##### Information provided #####

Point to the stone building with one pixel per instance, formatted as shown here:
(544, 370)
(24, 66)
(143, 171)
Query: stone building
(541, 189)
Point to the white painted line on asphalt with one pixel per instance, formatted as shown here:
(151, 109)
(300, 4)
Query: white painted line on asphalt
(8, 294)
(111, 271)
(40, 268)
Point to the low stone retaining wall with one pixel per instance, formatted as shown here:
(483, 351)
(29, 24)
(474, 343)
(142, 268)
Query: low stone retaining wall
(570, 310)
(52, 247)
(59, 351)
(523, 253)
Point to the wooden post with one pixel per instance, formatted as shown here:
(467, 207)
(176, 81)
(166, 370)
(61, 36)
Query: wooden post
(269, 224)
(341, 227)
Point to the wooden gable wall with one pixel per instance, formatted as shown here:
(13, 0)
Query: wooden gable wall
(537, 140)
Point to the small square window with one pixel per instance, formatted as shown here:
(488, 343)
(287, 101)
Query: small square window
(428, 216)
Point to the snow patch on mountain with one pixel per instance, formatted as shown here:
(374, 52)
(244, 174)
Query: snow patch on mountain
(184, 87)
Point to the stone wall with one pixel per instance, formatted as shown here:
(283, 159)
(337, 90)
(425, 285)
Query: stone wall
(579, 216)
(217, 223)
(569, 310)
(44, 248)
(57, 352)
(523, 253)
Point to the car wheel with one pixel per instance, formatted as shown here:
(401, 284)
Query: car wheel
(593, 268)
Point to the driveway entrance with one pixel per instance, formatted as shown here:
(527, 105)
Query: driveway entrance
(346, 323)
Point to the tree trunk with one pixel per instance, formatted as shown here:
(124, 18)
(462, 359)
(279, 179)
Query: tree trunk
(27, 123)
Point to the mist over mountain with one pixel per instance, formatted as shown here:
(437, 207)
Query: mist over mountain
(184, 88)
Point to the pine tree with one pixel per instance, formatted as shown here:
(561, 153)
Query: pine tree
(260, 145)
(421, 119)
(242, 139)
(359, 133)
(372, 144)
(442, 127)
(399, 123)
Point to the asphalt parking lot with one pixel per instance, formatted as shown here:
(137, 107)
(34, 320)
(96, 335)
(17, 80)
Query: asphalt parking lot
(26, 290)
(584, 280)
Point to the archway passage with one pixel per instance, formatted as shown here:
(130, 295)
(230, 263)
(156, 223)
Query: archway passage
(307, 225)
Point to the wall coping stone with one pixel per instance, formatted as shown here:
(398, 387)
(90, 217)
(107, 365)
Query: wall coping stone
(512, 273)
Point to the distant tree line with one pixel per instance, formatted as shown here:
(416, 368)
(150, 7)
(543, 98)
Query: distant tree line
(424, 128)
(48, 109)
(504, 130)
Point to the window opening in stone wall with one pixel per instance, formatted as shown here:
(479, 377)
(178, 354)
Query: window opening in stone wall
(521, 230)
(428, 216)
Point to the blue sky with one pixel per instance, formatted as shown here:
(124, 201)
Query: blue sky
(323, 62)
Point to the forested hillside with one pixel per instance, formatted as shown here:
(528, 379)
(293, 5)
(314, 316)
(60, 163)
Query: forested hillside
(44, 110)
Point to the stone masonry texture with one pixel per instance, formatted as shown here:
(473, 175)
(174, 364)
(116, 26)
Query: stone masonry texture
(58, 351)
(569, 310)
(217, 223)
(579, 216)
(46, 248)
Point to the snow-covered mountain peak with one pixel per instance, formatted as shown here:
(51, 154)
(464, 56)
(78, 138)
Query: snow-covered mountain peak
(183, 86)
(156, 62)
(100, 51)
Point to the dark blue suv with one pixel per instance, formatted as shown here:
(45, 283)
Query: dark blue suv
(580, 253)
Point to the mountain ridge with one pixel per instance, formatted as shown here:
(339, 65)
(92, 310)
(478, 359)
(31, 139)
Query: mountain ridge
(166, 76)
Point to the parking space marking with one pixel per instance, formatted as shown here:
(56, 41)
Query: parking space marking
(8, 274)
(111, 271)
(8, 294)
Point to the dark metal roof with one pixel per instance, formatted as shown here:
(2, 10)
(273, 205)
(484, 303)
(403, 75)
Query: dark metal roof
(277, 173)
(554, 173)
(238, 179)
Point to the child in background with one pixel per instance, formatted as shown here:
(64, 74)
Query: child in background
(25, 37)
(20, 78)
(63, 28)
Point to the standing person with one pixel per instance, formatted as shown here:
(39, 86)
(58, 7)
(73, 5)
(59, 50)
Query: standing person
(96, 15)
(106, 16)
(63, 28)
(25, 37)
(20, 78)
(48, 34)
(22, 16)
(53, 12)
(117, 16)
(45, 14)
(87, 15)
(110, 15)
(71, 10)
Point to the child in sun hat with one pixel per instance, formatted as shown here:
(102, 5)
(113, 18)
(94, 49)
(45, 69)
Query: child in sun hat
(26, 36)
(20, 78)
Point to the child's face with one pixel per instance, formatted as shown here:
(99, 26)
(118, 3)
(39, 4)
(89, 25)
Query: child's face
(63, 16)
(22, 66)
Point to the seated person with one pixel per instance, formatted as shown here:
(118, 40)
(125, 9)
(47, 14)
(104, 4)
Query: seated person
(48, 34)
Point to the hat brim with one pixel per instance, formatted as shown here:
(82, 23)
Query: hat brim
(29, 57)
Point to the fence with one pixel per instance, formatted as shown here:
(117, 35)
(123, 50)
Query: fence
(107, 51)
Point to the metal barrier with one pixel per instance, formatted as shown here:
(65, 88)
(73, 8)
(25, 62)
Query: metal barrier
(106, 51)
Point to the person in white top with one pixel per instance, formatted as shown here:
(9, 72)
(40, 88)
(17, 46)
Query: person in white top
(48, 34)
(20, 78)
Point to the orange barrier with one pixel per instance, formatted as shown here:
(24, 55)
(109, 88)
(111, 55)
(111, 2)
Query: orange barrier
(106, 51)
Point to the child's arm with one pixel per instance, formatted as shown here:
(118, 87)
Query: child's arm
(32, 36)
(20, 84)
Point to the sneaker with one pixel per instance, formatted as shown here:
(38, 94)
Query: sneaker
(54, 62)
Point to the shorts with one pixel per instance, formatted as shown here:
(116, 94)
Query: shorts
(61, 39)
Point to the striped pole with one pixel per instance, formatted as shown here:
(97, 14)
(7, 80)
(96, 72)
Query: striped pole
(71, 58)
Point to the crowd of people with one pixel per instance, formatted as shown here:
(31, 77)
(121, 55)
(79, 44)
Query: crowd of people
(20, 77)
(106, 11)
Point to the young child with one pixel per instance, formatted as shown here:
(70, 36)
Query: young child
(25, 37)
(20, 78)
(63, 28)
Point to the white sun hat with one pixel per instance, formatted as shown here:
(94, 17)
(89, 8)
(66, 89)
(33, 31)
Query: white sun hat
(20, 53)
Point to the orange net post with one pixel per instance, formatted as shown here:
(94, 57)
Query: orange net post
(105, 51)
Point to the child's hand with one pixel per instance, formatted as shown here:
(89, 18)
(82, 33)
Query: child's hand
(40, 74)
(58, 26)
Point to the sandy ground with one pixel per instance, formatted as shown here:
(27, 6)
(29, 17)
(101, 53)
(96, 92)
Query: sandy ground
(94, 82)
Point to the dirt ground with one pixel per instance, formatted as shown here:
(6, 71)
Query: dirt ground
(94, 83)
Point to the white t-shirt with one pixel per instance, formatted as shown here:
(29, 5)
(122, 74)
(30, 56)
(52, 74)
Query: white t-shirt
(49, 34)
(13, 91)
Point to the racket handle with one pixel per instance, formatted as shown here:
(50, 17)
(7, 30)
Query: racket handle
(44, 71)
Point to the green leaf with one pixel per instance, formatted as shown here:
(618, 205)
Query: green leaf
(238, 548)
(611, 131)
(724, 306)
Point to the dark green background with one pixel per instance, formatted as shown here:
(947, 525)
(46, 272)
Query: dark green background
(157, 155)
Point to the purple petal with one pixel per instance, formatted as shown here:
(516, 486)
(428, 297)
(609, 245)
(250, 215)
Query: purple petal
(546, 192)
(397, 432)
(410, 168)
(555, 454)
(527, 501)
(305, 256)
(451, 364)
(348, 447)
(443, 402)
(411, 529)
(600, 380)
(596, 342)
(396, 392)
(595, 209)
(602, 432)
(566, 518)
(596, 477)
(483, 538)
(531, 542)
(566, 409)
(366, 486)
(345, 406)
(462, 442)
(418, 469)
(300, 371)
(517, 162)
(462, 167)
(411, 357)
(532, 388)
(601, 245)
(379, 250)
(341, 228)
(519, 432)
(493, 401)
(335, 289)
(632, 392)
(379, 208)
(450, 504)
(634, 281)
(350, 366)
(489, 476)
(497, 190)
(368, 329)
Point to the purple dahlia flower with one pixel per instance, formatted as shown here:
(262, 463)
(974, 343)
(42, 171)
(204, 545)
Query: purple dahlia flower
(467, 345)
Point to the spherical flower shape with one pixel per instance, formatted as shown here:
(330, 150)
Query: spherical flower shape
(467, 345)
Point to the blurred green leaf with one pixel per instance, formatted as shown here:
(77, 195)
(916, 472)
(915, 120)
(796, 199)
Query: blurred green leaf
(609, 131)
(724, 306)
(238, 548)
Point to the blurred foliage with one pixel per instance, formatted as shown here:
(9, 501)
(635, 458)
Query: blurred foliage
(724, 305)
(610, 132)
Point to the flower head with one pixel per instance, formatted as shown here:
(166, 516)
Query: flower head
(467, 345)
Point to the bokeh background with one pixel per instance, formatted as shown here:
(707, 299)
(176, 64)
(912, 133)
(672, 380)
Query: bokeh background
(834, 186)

#####

Set exercise:
Starting with the line that contains "Point to the blurred foliage", write out each line through the end of the listing, exactly as it appears, and include nothing else.

Expected output:
Point to the blurred foliage with one pixel per instance, formatted as shown here:
(9, 501)
(635, 458)
Query: blurred foliage
(724, 305)
(610, 132)
Point to the flower head with one pixel per instance, formatted as shown here:
(166, 516)
Query: flower head
(467, 345)
Point to the bokeh background with one pixel per instance, formatted as shown here:
(707, 299)
(176, 64)
(912, 133)
(672, 380)
Query: bokeh background
(834, 186)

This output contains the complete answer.